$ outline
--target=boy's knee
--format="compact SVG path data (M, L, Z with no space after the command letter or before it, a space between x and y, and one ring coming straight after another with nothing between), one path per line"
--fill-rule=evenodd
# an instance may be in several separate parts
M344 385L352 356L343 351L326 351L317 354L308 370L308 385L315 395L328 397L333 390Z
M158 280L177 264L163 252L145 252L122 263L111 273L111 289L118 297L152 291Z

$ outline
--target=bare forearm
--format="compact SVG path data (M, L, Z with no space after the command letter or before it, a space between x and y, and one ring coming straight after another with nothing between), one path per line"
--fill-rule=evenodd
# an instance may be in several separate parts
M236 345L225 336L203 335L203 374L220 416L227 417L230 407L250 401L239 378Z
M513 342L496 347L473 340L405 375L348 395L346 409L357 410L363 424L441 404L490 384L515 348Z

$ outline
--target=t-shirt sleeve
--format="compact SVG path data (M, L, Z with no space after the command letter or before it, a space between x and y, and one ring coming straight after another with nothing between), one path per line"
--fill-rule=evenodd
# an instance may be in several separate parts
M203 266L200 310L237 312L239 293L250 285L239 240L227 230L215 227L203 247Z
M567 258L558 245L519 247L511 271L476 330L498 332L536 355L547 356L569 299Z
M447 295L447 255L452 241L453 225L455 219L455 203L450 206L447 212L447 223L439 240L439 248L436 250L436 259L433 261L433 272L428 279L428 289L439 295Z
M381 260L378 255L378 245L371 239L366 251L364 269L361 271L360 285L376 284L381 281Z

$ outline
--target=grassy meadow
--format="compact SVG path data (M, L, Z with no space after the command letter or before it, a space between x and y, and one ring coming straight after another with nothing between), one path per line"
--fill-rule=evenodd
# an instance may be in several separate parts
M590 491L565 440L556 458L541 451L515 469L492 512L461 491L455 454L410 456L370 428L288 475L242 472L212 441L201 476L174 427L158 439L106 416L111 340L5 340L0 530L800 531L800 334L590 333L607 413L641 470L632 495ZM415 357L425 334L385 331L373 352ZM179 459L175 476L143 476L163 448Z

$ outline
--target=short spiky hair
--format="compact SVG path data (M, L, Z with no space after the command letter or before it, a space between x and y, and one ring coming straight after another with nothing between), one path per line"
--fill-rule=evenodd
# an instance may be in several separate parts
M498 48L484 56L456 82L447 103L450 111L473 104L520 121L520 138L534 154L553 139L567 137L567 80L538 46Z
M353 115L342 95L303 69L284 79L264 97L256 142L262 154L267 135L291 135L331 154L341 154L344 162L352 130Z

- EXERCISE PROMPT:
Retype each line above exactly as written.

- WRITTEN ANSWER:
$ outline
--target=boy's knee
--format="compact SVG path data (M, L, Z with no space after the command letter or before it, a space between x and y, and one ring coming straight after another with nothing between), one path per line"
--fill-rule=evenodd
# an instance may be in several separate parts
M344 385L352 356L343 351L326 351L317 354L308 370L308 385L315 395L328 397L333 390Z
M158 280L177 264L163 252L145 252L122 263L111 273L111 289L118 297L152 291Z

$ outline
--target=bare forearm
--format="compact SVG path data (M, L, Z with no space after the command letter or before it, a space between x and y, and one ring coming straight after another with nothing between), one path per line"
--fill-rule=evenodd
# an instance may be in several separate parts
M236 345L225 336L203 335L203 374L220 416L227 417L230 407L250 401L239 378Z
M513 342L496 347L473 340L405 375L348 395L346 409L357 410L363 424L441 404L490 384L515 348Z

$ outline
--target=t-shirt sleeve
--format="compact SVG path data (M, L, Z with no space after the command letter or before it, a space between x and y, and one ring coming straight after another with nothing between), one path per line"
--fill-rule=evenodd
# an instance may be in several separate parts
M203 266L200 310L237 312L239 293L250 285L239 240L227 230L215 227L203 247Z
M567 258L558 245L519 247L511 271L476 330L498 332L536 355L547 356L569 299Z
M447 295L447 255L452 241L453 225L455 219L455 203L450 206L447 212L447 223L439 240L439 248L436 250L436 259L433 261L433 272L428 279L428 289L439 295Z
M381 260L378 255L378 245L371 239L366 251L364 269L361 271L360 285L376 284L381 281Z

$ outline
--target=grassy meadow
--format="compact SVG path data (M, L, Z with no space after the command letter or before it, a space between x and y, and one ring coming straight after another with nothing between), one path per line"
--fill-rule=evenodd
# an instance may be in several separate parts
M590 491L565 440L556 458L541 451L515 469L492 512L461 491L455 454L410 456L370 428L288 475L242 472L212 441L201 476L174 427L158 439L106 416L111 340L5 340L0 530L800 531L800 334L590 333L607 413L641 470L632 495ZM415 357L425 334L385 331L373 352ZM179 459L175 476L143 476L163 448Z

$ outline
--target=short spiky hair
--format="compact SVG path data (M, L, Z with no space after the command letter or before it, a space between x and y, and one ring coming straight after another with nothing between), one path per line"
--fill-rule=evenodd
# an instance may be in several separate parts
M498 48L484 56L456 82L447 103L450 111L473 104L520 121L520 138L534 154L553 139L567 137L567 80L538 46Z
M353 115L342 95L303 69L284 79L264 97L256 142L262 154L267 135L291 135L331 154L341 154L344 162L352 130Z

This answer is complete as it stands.